The records below are to be quoted in full; please keep every word exact.

(Referring expression data)
--- START ---

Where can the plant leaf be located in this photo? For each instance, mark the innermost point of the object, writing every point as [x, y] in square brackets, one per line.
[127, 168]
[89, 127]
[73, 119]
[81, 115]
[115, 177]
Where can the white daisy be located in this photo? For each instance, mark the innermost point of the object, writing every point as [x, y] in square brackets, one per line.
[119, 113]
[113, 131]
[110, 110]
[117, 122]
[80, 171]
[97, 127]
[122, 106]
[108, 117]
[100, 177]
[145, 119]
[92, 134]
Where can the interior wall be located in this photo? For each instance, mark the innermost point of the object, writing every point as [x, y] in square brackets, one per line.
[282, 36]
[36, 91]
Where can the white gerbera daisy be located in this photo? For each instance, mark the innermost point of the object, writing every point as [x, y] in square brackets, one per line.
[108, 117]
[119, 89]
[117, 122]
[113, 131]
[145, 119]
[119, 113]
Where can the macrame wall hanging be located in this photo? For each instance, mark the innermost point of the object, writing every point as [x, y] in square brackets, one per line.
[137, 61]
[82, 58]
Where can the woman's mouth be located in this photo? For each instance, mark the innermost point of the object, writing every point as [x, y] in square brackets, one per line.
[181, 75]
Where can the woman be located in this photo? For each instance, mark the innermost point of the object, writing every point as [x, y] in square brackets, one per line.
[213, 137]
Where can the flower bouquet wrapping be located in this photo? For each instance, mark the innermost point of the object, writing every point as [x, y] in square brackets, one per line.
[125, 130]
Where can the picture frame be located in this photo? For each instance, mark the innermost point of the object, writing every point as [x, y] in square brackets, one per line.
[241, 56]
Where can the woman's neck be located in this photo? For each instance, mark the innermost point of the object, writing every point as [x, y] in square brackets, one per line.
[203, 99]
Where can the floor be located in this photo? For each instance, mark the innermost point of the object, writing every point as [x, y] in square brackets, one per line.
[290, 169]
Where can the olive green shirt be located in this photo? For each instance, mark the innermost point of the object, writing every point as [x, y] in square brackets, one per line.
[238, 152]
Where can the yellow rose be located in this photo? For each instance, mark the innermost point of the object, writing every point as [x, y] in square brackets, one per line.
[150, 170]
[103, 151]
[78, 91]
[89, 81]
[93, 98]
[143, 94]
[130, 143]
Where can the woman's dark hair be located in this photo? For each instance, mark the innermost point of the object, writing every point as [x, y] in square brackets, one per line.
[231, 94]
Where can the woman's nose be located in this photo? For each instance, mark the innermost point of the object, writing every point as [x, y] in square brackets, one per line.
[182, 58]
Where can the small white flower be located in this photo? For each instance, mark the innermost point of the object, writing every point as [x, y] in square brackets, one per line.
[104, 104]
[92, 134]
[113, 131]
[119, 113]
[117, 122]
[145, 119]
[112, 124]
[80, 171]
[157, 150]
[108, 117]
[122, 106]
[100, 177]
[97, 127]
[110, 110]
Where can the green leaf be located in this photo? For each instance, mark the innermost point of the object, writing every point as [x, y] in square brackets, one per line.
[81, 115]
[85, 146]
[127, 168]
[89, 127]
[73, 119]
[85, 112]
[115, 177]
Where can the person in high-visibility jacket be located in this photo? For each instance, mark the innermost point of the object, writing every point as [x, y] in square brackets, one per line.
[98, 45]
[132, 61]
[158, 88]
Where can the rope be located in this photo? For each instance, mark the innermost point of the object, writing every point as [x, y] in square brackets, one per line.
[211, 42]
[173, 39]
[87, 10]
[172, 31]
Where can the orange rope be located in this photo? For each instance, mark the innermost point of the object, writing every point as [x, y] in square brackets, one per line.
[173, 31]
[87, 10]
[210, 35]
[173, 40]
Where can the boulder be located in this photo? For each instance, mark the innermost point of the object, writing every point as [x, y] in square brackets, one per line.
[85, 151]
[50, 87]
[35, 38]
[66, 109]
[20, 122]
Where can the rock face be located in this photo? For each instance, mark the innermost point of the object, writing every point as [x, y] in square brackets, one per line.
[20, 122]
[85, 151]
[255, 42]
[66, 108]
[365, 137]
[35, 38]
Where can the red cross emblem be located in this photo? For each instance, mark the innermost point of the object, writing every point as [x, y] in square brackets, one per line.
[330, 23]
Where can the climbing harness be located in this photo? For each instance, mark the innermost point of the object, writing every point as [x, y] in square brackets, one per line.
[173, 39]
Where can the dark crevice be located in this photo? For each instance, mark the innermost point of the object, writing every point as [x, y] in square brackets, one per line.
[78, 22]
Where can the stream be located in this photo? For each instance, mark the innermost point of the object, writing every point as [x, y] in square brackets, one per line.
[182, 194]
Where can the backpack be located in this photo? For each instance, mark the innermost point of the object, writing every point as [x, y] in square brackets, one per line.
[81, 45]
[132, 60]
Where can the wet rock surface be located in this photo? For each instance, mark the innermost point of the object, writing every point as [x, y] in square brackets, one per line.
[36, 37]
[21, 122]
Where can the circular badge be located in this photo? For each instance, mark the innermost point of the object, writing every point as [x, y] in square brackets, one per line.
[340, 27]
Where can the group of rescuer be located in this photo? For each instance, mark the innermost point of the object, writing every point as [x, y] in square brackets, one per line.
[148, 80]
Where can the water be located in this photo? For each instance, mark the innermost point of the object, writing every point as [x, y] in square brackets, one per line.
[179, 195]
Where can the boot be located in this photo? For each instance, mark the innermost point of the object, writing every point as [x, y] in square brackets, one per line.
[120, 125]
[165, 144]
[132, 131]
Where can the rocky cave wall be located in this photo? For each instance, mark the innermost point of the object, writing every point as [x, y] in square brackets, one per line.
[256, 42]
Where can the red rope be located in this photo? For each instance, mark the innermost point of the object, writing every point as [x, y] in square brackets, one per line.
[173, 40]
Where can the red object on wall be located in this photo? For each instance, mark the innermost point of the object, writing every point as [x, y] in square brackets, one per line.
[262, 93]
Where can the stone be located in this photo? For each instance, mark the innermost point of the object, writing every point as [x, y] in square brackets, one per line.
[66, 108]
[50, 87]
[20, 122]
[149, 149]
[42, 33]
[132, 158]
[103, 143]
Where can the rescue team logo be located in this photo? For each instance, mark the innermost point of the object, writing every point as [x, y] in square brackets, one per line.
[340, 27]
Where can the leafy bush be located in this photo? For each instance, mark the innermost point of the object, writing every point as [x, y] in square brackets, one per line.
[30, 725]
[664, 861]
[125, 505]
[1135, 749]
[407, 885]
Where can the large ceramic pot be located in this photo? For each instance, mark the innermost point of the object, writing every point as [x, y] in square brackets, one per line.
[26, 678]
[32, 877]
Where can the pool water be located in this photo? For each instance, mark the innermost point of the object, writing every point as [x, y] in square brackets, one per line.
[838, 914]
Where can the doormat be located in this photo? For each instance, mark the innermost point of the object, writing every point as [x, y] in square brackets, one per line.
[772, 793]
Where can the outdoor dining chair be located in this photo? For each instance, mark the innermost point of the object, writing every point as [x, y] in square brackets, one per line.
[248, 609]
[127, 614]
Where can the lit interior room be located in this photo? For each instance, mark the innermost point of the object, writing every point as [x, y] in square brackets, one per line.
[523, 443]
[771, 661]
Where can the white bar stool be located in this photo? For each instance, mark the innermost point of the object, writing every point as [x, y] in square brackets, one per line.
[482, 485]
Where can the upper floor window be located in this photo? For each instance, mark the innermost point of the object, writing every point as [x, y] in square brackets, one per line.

--- END ---

§ FINISHED TASK
Where can the plant leaf be located in this photo? For each instance, mark the innermost point of the object, writing every point as [x, y] in square brackets, one per line.
[127, 168]
[89, 127]
[73, 119]
[81, 115]
[115, 177]
Where can the white daisy be located in this photo? For each instance, mark the innermost point of the object, writing every point as [x, y] in square brackets, one per line.
[119, 113]
[113, 131]
[110, 110]
[117, 122]
[80, 171]
[97, 127]
[122, 106]
[108, 117]
[100, 177]
[145, 119]
[92, 134]
Where can the interior wall be located in this photo? For each instance, mark the innermost point of the object, writing every point as [x, y] in square brackets, one per line.
[282, 36]
[36, 91]
Where can the white gerbera daisy be located in this photo? For each instance, mark the innermost point of the object, writing every point as [x, y] in square brackets, one per line.
[108, 117]
[119, 89]
[117, 122]
[113, 131]
[145, 119]
[119, 113]
Where can the macrame wall hanging be located in this photo? For each instance, mark the innermost point of the object, writing every point as [x, y] in square brackets, one per line.
[137, 61]
[82, 58]
Where can the woman's mouth be located in this photo? For each instance, mark the innermost point of the object, writing every point as [x, y] in square brackets, one per line.
[181, 75]
Where can the woman be located in this photo? For each instance, mark the innermost point of the object, writing every point as [x, y] in square brackets, one per line.
[213, 137]
Where can the flower bouquet wrapping be located in this photo? For each instance, mark the innermost point of the object, writing every point as [x, y] in square brackets, one per line.
[125, 130]
Where can the picture frame be located in this photo? For each instance, mark the innermost point of the object, writing every point as [x, y] in square brackets, one per line.
[241, 56]
Where can the woman's neck be located in this photo? For each instance, mark the innermost point of the object, writing every point as [x, y] in square brackets, one per line.
[203, 99]
Where can the floor be located in this photo? For each instance, mark the innermost point of the object, writing every point as [x, y] in square brackets, one per line.
[290, 169]
Where can the olive green shirt be located in this photo? For each instance, mark the innermost point of the object, writing every point as [x, y] in square brackets, one per line.
[238, 152]
Where can the yellow rose be located in this photo? For each instance, mark the innermost point of the object, writing every point as [x, y] in square brackets, one per line.
[150, 170]
[103, 151]
[78, 91]
[89, 81]
[93, 98]
[143, 94]
[130, 143]
Where can the woman's dark hair be located in this photo? For each instance, mark the innermost point of the object, writing every point as [x, y] in square brackets, one per line.
[231, 94]
Where can the woman's nose be located in this photo? For each instance, mark the innermost point of the object, writing every point as [x, y] in square brackets, one per line.
[182, 58]
Where can the small white flower be located in this photo? For each instance, mark the innermost point of the object, writing every point as [x, y] in square brackets, one per line.
[104, 104]
[92, 134]
[113, 131]
[119, 113]
[117, 122]
[145, 119]
[112, 124]
[80, 171]
[157, 150]
[108, 117]
[122, 106]
[100, 177]
[97, 127]
[110, 110]
Where can the green leaf be located in this photo? For each instance, mark the innermost point of the object, writing every point as [x, y] in square brackets, one per line.
[81, 115]
[85, 146]
[127, 168]
[89, 127]
[73, 119]
[85, 112]
[115, 177]
Where can the person in high-visibility jacket be located in this photo? For each instance, mark the innermost point of the object, writing every point as [x, y] in square brackets, one per line.
[98, 45]
[132, 61]
[158, 88]
Where can the rope be located in this photo? For each instance, mark the innermost point of the object, writing every point as [x, y] in square brackets, one per line.
[211, 42]
[173, 39]
[87, 10]
[172, 31]
Where can the orange rope be located in this photo? For each instance, mark the innermost point of the object, writing every point as [x, y] in square brackets, one per line.
[173, 31]
[87, 10]
[210, 35]
[173, 40]
Where can the boulder be located in this photo? For each instance, mark the innermost point of the object, writing every point as [x, y] in square brackets, one per line.
[85, 151]
[50, 87]
[35, 38]
[66, 109]
[20, 122]
Where can the rock face be located in this photo? For each instance, mark the innermost point of the object, writing every point as [x, y] in square brackets, one per line.
[20, 122]
[85, 151]
[255, 42]
[66, 108]
[365, 137]
[35, 38]
Where can the red cross emblem be located in this photo? For each instance, mark the innermost point of the object, writing every point as [x, y] in square brackets, one per line.
[330, 23]
Where can the climbing harness be located in this photo? For each instance, mark the innermost point of the object, writing every point as [x, y] in square brackets, one per line.
[173, 39]
Where can the dark crevice be located in this photo? For each instance, mark the innermost point of the object, writing every point as [x, y] in square brackets, one per line.
[78, 22]
Where can the stream be located in this photo? For each instance, mark the innermost point of the object, writing every point as [x, y] in square brackets, one per line.
[182, 194]
Where can the backpack be located in this photo? For each instance, mark the innermost point of the object, writing every point as [x, y] in square brackets, one per line.
[81, 45]
[132, 60]
Where can the wet rock surface be located in this photo? For each instance, mark the innermost point of the object, writing every point as [x, y] in square brackets, one per line.
[36, 37]
[21, 122]
Where can the circular badge be located in this photo? For each instance, mark the innermost point of the object, writing every point as [x, y] in square brackets, one per line.
[340, 27]
Where can the group of rescuer be located in this photo? For each instance, mark the innermost point of the object, writing every point as [x, y] in square brackets, one per line.
[148, 80]
Where can the water be located in this photo? For each instance, mark the innermost point of the object, writing every point as [x, y] in square brackets, one per line.
[179, 195]
Where can the boot be located in this photo? For each instance, mark the innermost point of the object, writing every point as [x, y] in square brackets, one per line.
[120, 125]
[165, 144]
[132, 131]
Where can the rocky cave wall be located in this photo? For each instance, mark the innermost point of the object, writing every point as [x, y] in square brackets, one per line.
[256, 42]
Where can the red rope be located in this photo? For each instance, mark the innermost point of the object, writing every point as [x, y] in square brackets, one per line.
[173, 40]
Where can the red object on wall be located in this photo? For each instance, mark the innermost point of the object, writing every point as [x, y] in square brackets, one per line.
[262, 93]
Where can the stone be located in this photo? For each instance, mark the innermost point of the object, writing every point as [x, y] in square brackets, one per line.
[66, 108]
[50, 87]
[20, 122]
[149, 149]
[42, 33]
[132, 158]
[103, 143]
Where can the rescue team logo be located in this photo? For each instance, mark the innermost point of the object, writing every point as [x, y] in square brackets, one per line.
[340, 27]
Where can the leafy bush be located in this photo? For each instance, mark the innermost point of the object, writing every point as [x, y] in square brackets, one per line.
[30, 725]
[664, 861]
[125, 505]
[1135, 749]
[407, 885]
Where can the large ceramic pot be located in this photo? For each instance, mark the innermost point of the object, writing every point as [x, y] in square brackets, one per line.
[26, 678]
[32, 877]
Where can the pool water be located in this photo? For each instance, mark the innermost point of the object, writing every point as [x, y] in square brackets, one per line.
[838, 914]
Where can the doormat be located in this photo? For each instance, mark the innermost point of the object, writing every point as [x, y] in square brackets, one per line.
[772, 793]
Where can the outdoor dining chair be located in this photo? For each instance, mark the innermost point of the object, writing every point as [x, y] in square brackets, one per line.
[248, 609]
[127, 614]
Where can the lit interior room be located in this photo? For each instance, mark the innermost point of the object, writing every point as [x, y] in square brackets, one per line.
[523, 443]
[771, 661]
Where can the white bar stool be located in this photo? For each instance, mark the innermost point of the object, writing every point as [x, y] in square brackets, one per line.
[482, 485]
Where can the upper floor window be located in this photo? For each instance, mark the innermost point of the object, writing every point as [x, y] in square brackets, one per line.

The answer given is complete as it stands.